THE PROBLEM: Copy exactly the last part of the entries, starting from the line with "Objective — for every instance of the area" and including the final line.

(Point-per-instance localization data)
# # #

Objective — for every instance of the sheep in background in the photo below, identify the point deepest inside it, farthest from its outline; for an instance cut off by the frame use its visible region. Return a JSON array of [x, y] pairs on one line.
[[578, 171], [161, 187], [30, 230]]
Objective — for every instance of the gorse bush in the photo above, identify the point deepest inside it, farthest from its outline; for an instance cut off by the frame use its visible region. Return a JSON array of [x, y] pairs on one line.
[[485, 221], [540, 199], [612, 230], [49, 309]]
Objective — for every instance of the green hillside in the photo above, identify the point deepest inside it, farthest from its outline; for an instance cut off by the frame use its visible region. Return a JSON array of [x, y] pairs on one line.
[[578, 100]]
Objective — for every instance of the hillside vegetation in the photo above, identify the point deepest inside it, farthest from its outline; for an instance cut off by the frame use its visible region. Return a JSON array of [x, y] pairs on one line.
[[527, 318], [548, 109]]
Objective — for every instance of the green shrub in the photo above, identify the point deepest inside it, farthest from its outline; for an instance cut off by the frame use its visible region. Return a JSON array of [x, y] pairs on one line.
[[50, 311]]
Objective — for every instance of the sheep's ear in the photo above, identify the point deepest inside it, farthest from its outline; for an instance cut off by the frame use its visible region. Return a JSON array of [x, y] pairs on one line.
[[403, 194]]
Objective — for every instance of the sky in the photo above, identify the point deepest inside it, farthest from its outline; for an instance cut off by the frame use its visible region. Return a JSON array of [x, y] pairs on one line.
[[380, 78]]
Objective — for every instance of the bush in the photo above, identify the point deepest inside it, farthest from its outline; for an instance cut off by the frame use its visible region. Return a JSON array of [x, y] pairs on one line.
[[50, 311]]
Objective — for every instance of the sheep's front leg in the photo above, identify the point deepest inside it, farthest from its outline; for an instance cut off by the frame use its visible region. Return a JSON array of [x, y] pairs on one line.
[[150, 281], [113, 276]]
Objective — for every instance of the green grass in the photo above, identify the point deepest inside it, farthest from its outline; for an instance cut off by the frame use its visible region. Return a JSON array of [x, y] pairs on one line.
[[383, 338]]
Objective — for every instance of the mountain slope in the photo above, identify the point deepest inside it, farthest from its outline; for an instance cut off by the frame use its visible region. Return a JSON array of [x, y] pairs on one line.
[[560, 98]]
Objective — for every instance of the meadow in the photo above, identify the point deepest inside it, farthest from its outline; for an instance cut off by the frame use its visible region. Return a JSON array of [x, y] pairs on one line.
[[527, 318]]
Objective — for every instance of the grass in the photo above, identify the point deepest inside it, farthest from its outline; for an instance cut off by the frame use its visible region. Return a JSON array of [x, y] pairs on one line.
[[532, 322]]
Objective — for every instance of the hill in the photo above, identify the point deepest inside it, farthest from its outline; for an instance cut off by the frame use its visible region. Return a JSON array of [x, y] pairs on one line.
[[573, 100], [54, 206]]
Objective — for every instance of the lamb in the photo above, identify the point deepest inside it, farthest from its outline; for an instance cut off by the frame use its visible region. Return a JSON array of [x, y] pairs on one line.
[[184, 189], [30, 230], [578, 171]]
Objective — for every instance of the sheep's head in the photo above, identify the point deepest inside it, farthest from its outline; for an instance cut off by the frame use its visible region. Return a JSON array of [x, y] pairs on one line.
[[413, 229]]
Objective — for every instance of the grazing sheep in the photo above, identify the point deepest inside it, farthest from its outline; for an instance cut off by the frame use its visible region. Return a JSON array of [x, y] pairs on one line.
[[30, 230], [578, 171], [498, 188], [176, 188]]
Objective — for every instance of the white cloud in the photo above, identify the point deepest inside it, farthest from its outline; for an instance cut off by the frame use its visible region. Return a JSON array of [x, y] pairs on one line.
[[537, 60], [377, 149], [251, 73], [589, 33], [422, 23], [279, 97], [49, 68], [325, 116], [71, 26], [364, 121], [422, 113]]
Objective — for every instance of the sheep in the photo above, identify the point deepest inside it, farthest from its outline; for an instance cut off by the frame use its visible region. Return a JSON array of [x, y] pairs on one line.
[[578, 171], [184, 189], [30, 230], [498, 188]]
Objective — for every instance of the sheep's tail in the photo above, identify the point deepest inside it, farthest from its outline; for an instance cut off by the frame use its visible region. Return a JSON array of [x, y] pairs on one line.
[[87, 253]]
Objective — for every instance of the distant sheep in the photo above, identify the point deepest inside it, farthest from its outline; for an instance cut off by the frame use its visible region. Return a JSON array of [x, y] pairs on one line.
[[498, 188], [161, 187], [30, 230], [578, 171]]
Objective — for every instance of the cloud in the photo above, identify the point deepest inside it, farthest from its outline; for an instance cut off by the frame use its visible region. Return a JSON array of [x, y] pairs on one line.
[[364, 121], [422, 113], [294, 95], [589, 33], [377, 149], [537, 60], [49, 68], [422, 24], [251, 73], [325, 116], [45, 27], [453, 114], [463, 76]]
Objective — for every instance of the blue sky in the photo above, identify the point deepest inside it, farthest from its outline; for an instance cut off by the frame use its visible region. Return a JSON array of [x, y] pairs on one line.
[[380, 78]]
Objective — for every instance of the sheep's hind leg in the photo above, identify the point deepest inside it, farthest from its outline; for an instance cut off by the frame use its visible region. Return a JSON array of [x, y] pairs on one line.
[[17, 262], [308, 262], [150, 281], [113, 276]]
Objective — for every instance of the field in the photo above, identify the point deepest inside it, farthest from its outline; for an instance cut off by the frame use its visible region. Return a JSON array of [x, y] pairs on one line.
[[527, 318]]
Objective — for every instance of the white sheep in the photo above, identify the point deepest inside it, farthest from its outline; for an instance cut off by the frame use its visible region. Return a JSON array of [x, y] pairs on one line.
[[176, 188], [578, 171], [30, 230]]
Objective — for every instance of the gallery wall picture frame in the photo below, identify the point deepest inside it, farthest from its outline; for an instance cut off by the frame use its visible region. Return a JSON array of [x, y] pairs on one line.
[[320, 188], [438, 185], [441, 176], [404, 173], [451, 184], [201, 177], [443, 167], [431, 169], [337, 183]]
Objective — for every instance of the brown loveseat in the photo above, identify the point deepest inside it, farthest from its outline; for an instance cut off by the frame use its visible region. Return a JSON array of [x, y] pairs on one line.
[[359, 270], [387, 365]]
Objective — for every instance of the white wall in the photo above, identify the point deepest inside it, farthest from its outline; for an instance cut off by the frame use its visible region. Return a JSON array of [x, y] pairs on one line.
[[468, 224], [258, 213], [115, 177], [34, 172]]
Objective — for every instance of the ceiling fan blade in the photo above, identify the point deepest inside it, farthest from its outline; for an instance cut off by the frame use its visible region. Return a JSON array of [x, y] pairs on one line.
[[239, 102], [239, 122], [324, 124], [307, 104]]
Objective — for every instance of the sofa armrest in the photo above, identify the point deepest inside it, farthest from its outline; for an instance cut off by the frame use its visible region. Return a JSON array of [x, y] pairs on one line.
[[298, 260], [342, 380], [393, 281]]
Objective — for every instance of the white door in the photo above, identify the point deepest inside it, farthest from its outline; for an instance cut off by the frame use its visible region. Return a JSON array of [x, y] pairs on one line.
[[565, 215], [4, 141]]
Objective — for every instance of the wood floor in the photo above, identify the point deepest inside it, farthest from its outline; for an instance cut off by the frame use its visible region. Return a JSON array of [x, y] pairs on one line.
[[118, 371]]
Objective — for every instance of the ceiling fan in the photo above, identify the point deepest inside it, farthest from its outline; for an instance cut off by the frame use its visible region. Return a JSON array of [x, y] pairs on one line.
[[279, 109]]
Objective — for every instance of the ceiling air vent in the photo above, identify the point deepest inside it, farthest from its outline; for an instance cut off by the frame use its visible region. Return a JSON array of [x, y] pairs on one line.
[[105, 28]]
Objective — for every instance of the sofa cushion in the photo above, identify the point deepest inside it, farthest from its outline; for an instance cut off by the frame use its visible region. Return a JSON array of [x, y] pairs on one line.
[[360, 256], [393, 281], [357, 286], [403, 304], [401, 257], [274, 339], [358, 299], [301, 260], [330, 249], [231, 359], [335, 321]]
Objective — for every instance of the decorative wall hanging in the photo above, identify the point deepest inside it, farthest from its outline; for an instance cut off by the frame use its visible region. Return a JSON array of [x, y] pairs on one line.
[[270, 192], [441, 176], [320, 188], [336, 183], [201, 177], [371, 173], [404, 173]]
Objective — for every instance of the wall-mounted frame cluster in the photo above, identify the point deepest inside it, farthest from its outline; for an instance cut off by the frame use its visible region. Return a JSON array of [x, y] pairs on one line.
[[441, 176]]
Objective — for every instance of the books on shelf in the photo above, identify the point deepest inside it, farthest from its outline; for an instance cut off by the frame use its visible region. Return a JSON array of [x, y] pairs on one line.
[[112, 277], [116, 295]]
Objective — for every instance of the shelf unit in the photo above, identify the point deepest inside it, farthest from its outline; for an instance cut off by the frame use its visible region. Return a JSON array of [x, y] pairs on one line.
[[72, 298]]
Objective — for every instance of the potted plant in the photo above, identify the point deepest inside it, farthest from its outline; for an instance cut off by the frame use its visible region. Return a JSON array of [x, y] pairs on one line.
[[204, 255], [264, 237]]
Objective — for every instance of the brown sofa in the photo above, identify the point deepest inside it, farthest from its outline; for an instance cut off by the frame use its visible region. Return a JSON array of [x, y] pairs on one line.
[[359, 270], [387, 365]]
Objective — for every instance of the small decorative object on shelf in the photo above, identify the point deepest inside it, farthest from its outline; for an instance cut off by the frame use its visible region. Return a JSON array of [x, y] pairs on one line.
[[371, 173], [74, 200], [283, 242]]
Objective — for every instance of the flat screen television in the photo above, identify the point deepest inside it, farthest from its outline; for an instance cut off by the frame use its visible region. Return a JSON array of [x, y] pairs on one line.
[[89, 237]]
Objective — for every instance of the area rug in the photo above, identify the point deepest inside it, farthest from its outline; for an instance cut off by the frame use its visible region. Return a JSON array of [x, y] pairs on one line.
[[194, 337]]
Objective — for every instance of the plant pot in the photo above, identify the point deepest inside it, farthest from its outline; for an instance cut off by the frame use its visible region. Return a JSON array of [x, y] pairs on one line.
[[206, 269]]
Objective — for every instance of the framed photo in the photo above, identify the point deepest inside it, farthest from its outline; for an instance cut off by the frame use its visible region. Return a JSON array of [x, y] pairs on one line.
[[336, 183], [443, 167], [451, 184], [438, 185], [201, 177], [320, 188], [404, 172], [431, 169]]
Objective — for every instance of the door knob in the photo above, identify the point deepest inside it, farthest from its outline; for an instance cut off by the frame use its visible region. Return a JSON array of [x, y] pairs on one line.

# # #

RESPONSE AREA:
Objective — for every instance of the area rug in the photo above, identify the point deepest inside it, farthest from its outline; for an instance cut off by the frame use its visible region. Return a JSON array of [x, y] pairs on one line.
[[194, 337]]
Objective — for every instance of the plant pot in the photo above, identify the point deepest inside it, farthest from its outline; for an instance cut off by the frame use its visible region. Return a JSON array of [x, y] pairs on one line.
[[206, 269]]
Objective — for every instance of the framed photo in the photo above, identify the point deepest inside it, farthest from its outline; for an instance cut off by the frame use its visible region. Return a JSON array of [x, y] pairs on one line.
[[336, 183], [443, 167], [451, 184], [438, 185], [201, 177], [320, 188], [404, 172], [431, 169]]
Objective — for every instance of the door knob in the photo above, identify the point deepest inside it, farthest from its outline; for an instance cut off by the frame use its visible region. Return a JSON array of [x, y] pairs on one line.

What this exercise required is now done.